## [Point localization data]
------------------------------------------------------------
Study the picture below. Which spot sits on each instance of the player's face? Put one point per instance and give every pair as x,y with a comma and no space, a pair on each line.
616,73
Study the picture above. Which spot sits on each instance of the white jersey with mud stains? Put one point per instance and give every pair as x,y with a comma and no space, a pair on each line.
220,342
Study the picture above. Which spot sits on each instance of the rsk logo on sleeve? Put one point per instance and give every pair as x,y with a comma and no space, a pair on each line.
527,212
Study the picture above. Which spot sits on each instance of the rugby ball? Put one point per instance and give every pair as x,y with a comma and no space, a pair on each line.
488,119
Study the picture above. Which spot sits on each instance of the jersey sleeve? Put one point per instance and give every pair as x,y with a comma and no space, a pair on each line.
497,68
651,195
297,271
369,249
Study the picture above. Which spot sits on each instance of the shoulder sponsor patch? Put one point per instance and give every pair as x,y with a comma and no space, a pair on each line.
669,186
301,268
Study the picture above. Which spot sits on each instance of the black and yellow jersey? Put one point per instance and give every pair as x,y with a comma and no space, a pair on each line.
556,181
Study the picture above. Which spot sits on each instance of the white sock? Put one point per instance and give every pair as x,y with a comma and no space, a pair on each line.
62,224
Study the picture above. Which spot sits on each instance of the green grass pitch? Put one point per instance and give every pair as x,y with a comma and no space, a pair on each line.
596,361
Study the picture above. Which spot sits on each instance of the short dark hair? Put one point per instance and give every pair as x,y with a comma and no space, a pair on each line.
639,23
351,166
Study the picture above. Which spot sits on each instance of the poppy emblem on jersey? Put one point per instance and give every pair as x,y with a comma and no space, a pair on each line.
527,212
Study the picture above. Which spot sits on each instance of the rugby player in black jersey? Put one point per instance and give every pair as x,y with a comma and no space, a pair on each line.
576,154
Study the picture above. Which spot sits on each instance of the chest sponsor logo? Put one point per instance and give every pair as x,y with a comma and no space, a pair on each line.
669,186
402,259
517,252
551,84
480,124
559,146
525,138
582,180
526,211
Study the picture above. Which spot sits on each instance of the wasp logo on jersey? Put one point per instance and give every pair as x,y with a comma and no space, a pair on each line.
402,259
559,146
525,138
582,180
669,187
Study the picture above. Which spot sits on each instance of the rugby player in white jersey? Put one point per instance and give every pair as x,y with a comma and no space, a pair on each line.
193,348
------------------------------------------------------------
## [What you are asked to do]
Nothing in the data may be left out; copy every line exactly.

## [Answer box]
Study the picture below. Which spot sits on each instance of the player's face? Put one point per instance and give every pair as x,y with a comma and no space, a pair on each line.
616,73
Study the picture above. Which spot sits on each instance of the white jersey with mud stains? Put one point per instance and give every pair as x,y with a comma and no space, a pair on each line.
220,342
Study the picture above. Which spot sits on each instance of the rsk logo on sleeve? Put one point per instance and give every pair as x,y with a comma and no space, a pair on each line.
527,212
Study the picture above. Which spot sits on each instance of the rugby ball? Put one point per instance and give every pair as x,y with a comma and no space, a pair on each line.
488,119
Study the picture above. Which spot sits on each instance of the jersey sleeve? Put one point per instance and give every pair as x,y with a comma and no space, a pair on each line.
497,68
651,195
297,271
369,249
Study the picture above. Which spot sits on each instance of the shoulder sponsor patch? Put one point per instance and give every pair as x,y with a comma and no space, a pair on each line.
669,186
301,268
Study the picture above. Which spot sits on each instance of the black and yellow jersey? Put one point per instance and give every pair as x,y with a comma and no space, a pair on each line.
556,181
Study the picture above. Which spot sits on each instance of the white sock? Put one point per instance and give every pair as x,y with a comma and no space, a pair on each line.
62,224
Study the picture above. Which spot sits on each instance of the green grass pitch? Put one point per instance and give every pair as x,y with a comma and no space, a pair on each line.
596,361
Study the picture above. Which spot sits on each instance of the short dark hair? Put one point per instance and give every pair as x,y with a comma and no space, a pair on each line.
639,23
351,166
Study the picture above. Which spot sits on each instance of the poppy emblem on jersey? Put one point per instance and give every pair as x,y with a comma and no space, a pair on each line.
527,212
Study the picture above. Which spot sits on each instance of the rugby player in black jersey? Put one point per instance and give every pair as x,y with a comma and no space, a pair on each line.
576,154
Study the picture above. Which spot sits on each instance of the chest sponsor logo? Put one point per instance and give every pair as x,y with a comma and no space, a pair on each line.
669,186
402,259
517,252
551,84
480,124
559,146
525,138
582,180
526,211
Study the picture above. Which spot sits on each instance of the wasp logo on jersey? Put one point per instance and give every pair as x,y with a comma and no space, a pair on each line.
402,259
559,146
525,138
582,180
669,187
Study the picture above. Which spot sits on each instance of the rugby player in white jersey? Put one point per instance and give every pair as x,y with a comma and no space, a pair on each line.
193,348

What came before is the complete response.